--- INFORMATION GIVEN Enclosed Below ---

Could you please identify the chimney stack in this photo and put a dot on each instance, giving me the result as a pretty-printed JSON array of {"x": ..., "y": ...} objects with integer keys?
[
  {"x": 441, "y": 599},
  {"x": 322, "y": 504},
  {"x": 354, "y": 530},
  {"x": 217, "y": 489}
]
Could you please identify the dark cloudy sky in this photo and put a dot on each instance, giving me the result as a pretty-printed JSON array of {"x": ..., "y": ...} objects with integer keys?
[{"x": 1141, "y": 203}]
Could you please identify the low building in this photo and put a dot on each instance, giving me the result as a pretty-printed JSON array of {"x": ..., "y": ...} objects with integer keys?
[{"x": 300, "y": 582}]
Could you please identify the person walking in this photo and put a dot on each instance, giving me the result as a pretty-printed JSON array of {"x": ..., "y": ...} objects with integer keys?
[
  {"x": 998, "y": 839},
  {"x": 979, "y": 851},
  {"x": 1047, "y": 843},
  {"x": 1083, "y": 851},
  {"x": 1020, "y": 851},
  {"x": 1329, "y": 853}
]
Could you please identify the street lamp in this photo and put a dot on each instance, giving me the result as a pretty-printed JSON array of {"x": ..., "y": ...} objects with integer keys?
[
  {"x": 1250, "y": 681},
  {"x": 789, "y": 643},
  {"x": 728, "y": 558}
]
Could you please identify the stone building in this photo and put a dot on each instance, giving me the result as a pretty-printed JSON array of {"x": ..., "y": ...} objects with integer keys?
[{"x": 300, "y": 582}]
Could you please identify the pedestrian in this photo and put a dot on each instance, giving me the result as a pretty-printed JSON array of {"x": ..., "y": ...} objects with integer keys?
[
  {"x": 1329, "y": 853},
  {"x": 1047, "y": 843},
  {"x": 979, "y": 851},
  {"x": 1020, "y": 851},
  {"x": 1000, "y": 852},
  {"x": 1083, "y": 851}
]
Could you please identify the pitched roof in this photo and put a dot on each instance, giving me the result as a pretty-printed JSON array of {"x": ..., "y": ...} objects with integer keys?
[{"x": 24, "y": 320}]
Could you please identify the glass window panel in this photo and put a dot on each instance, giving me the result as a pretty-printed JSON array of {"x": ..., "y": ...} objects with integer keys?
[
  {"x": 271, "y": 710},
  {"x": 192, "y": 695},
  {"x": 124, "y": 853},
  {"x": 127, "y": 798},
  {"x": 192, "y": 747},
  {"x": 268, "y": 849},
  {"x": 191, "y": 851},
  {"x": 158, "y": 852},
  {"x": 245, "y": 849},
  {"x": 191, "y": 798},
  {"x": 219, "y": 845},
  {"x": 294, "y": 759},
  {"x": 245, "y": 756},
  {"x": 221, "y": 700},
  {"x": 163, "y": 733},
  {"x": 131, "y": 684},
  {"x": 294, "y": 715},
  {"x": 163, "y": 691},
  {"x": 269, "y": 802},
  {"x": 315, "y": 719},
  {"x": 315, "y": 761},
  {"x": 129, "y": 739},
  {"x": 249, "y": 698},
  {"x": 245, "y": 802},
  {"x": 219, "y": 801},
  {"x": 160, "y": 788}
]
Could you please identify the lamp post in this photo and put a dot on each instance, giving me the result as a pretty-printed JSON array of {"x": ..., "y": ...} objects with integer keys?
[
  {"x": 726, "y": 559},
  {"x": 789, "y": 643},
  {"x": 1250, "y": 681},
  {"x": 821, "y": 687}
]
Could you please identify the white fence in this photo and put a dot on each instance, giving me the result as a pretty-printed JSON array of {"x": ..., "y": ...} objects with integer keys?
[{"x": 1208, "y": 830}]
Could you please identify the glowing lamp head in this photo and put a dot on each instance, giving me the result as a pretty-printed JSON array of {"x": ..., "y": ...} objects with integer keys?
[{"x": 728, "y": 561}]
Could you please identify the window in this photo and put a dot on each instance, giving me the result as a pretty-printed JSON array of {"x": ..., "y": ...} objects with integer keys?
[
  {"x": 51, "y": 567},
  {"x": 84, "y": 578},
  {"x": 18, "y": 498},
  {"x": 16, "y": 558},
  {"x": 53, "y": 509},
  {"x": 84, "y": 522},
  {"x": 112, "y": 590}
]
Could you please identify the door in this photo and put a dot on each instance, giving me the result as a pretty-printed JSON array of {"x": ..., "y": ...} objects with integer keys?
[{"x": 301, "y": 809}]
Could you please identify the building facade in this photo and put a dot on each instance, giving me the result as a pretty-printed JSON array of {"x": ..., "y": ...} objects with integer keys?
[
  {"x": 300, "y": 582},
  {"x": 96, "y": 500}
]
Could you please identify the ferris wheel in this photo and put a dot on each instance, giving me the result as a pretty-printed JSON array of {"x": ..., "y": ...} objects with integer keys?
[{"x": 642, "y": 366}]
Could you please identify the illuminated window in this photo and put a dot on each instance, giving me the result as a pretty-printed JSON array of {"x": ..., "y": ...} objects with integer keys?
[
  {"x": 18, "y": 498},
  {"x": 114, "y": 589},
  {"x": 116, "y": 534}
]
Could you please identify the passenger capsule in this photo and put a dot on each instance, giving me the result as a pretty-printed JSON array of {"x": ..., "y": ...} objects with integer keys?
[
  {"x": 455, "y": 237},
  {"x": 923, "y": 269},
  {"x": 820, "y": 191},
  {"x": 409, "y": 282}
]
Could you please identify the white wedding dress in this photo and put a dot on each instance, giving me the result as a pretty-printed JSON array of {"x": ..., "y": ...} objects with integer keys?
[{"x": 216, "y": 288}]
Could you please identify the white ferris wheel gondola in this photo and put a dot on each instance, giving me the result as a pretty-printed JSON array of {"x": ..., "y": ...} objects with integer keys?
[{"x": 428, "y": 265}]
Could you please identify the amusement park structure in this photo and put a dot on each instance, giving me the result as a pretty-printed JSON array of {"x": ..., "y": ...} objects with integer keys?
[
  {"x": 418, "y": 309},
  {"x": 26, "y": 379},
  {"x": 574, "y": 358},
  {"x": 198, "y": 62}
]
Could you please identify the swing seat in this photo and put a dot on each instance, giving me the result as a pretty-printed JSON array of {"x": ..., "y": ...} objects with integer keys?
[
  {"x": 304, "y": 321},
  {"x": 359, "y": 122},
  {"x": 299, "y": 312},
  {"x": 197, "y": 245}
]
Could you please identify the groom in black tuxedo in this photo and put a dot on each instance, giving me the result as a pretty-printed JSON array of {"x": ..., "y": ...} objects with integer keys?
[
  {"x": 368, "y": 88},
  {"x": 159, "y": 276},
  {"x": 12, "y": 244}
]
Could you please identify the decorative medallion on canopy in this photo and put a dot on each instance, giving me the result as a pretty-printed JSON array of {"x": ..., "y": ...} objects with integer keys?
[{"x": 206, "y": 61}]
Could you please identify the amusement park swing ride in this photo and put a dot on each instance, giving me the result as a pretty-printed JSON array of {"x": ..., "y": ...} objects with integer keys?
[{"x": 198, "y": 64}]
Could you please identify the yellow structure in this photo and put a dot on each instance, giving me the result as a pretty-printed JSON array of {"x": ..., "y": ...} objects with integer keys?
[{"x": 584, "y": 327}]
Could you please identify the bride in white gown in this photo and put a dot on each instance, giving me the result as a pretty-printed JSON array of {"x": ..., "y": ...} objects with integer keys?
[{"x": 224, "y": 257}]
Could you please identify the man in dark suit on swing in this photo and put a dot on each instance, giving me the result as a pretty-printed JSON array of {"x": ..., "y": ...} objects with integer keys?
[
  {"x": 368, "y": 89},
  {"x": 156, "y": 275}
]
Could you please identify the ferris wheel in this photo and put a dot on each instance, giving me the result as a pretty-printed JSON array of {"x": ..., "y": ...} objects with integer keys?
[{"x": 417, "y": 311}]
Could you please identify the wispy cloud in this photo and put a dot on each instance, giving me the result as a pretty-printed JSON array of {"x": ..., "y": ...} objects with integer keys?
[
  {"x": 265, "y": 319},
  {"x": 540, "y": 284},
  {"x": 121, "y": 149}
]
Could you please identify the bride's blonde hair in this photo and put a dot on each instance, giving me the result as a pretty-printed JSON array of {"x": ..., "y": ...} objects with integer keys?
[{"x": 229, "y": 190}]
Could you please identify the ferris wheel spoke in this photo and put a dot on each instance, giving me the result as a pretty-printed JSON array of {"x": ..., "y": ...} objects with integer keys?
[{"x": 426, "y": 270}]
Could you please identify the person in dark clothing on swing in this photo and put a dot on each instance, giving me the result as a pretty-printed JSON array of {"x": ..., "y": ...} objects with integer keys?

--- End of Enclosed INFORMATION GIVEN ---

:: TASK REQUIREMENTS ::
Extract every line from the one containing "Could you please identify the bride in" to the end of the entries, including both of those lines, exactly as given and with nothing added.

:: WRITTEN RESPONSE ::
Could you please identify the bride in white gown in this photo and put a dot on each instance, giving me the result as a pretty-printed JSON array of {"x": ..., "y": ...} objects with integer keys?
[{"x": 224, "y": 257}]
Could you please identify the man in dark suit on swing in this photo and put a dot on each instance, giving me the result as a pretty-printed JSON array of {"x": ..., "y": ...} objects with integer keys?
[
  {"x": 368, "y": 89},
  {"x": 156, "y": 275}
]
Could you please identify the ferris wheel in this photo and put a dot on each instance, giving me the result as a pretty-printed JSON array of {"x": ..., "y": ...} objects with integer keys?
[{"x": 417, "y": 311}]
Could you please identify the wispy cloud in this photo and put a dot on each instance, giving me the result as a pretty-printed JSON array of {"x": ..., "y": ...} objects with integer keys?
[
  {"x": 265, "y": 319},
  {"x": 540, "y": 284},
  {"x": 121, "y": 149}
]
Could you please identify the bride's blonde hair in this photo and put a dot on each instance, giving me the result as a pretty-printed JSON array of {"x": ..., "y": ...} objects with integer keys?
[{"x": 229, "y": 190}]
Could you please identify the ferris wheel spoke in this photo and put a dot on each instance, giving me the result as a pretty-printed JSON array of {"x": ..., "y": ...} objects with integer keys?
[{"x": 426, "y": 270}]
Could you please identify the person in dark clothing on swing in this photo and put a dot on each instance, giving me the result as a pretty-printed JSON array of {"x": ..., "y": ...} objects with integer keys?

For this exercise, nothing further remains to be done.